**Document section:**
Amazon’s organizational culture is characterized by four key ingredients: pride in operational excellence, an obsession with customers, long-term thinking, and an eagerness to invent.
Understanding Amazon’s organizational culture
Amazon’s success as a company has made its organizational culture the subject of much discussion.
In a 2009 interview with Slate.com, former CEO and founder Jeff Bezos was asked how he defined Amazon now that the company had transitioned from a book retailer to one that sold consumer electronics and cloud computing services.
“We start with the customer and we work backward”, Bezos replied. “We learn whatever skills we need to service the customer. We build whatever technology we need to service the customer. The second thing is, we are inventors, so you won’t see us focusing on “me too” areas. We like to go down unexplored alleys and see what’s at the end.. And then the third thing is, we’re willing to be long-term-oriented, which I think is one of the rarest characteristics.”
How is Amazon’s organizational culture supported?
Here are a few of the ways Amazon supports its organizational culture and the four key ingredients on which it is based.
Writing and record-keeping
During meetings, Amazon records opinions and ideas involved in making business decisions.
Employees discuss the contents page by page and evaluate the information before moving forward.
This ensures that individuals can have their queries addressed right away before they forget to mention them at the conclusion of the meeting.
Jeff Bezos’s famous two-pizza rule stipulates that each team must be small enough to be fed by two pizzas.
The rule was initially devised for technical teams to avoid information loss and foster smoother communication.
However, it has now permeated teams across the entire organization.
Every Amazon employee is empowered to be an innovator.
While many companies claim they do the same, few would be able to match Amazon’s level of commitment.
To that end, any employee with an innovative idea can outline their vision in a “PRFAQ” document.
As the name suggests, the document must also include a mock press release and hypothetical FAQ that explains customer benefits.
Once submitted, a team of innovators assesses the idea and decides whether it will receive funding to go to market.
Several of Amazon’s most successful products have been found this way. Examples include Prime Now, Alexa, and Amazon Go.
Despite its title as the largest online marketplace in the world, Amazon maintains the sort of youthful exuberance more commonly seen in start-ups.
While similarly mature companies slow down or rest on their laurels, Amazon maintains a culture that supports the constant pursuit of excellence.
With employees working as if they’re trying to get a new company off the ground, Amazon has been able to silence critics who repeatedly suggest that its energy and innovation potential is not scalable.
Downsides of Amazon’s organizational culture
Despite its customer-centrism, innovation ability, and long-term focus, some former Amazon employees described its culture as one that promoted burnout and stress.
After speaking to over 100 former staff, The New York Times found that Amazon’s culture was characterized by:
- Anonymous evaluations and annual culling of low performers – where employees made informal pacts to intentionally leave negative feedback for certain employees and have them fired.
- Hostile work environments – with individuals encouraged to debate and criticize their co-workers to the point of mortification.
- Poor or non-existent boundaries – some were also required to attend conference calls whilst on vacation or work weekends and nights at home. This also manifested in instances where the company was inconsiderate and demanding toward individuals who had recently experienced personal hardships.

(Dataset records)
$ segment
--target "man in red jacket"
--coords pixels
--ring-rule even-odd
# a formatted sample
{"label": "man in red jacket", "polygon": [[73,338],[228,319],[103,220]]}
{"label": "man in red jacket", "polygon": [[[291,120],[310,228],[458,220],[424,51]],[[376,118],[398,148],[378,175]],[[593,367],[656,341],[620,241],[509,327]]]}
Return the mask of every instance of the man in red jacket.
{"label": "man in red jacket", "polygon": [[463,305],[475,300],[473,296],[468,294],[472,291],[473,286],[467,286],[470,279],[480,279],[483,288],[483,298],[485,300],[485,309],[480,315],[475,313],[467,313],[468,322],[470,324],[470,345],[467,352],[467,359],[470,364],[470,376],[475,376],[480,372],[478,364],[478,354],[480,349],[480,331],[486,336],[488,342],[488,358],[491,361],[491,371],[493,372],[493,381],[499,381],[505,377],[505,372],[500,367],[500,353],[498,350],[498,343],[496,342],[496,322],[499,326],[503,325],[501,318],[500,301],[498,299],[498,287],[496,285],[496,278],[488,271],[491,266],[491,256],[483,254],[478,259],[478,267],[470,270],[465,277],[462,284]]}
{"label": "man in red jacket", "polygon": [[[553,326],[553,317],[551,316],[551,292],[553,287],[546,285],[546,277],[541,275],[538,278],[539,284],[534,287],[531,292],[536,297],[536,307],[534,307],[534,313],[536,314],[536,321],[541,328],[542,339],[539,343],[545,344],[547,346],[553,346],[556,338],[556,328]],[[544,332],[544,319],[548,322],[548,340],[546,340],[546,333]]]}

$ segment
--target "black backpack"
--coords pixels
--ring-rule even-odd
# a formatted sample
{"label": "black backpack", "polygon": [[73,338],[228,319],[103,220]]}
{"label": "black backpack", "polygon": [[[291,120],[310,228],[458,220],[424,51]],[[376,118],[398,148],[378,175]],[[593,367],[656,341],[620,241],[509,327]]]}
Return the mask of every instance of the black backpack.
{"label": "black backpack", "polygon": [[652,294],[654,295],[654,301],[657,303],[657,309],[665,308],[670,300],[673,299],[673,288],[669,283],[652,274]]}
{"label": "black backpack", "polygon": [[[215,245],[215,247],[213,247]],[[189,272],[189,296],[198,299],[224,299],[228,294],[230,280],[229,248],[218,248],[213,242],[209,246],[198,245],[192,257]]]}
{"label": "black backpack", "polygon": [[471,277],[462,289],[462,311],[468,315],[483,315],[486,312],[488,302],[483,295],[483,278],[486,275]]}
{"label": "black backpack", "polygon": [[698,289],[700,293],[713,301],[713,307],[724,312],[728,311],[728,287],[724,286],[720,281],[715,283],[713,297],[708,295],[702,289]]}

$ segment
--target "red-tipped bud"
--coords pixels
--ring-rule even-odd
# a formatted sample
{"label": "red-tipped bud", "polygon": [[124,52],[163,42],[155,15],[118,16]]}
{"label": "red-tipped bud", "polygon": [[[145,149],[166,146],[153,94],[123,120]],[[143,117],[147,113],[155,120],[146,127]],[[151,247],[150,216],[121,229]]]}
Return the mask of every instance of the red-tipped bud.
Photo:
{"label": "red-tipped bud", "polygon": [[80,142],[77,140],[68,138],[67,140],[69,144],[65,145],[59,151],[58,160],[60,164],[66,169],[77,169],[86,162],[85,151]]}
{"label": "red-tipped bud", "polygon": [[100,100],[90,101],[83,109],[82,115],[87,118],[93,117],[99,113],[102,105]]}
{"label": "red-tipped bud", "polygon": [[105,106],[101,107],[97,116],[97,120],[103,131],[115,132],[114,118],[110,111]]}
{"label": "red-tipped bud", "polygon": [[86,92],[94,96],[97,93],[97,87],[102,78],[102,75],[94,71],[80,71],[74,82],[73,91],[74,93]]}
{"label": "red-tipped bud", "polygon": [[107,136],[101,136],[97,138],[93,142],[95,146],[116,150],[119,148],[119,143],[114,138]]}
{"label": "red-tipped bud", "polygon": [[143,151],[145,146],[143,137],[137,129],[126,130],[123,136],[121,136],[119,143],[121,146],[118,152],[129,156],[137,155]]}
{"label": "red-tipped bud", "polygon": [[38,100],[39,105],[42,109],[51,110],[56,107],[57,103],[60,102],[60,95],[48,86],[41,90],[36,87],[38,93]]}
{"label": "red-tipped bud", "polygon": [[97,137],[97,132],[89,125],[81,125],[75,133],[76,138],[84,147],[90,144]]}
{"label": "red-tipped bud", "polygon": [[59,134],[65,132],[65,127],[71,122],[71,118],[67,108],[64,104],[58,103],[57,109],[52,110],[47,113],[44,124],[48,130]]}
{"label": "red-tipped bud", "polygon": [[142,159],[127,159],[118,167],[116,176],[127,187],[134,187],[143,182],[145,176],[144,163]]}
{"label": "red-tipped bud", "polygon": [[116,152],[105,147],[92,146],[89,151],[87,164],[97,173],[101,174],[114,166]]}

**Problem details:**
Copy word for word the part of the Amazon culture text from "After speaking to" to "experienced personal hardships.". This material was drawn from a separate source.

**Solution to this problem:**
After speaking to over 100 former staff, The New York Times found that Amazon’s culture was characterized by:
- Anonymous evaluations and annual culling of low performers – where employees made informal pacts to intentionally leave negative feedback for certain employees and have them fired.
- Hostile work environments – with individuals encouraged to debate and criticize their co-workers to the point of mortification.
- Poor or non-existent boundaries – some were also required to attend conference calls whilst on vacation or work weekends and nights at home. This also manifested in instances where the company was inconsiderate and demanding toward individuals who had recently experienced personal hardships.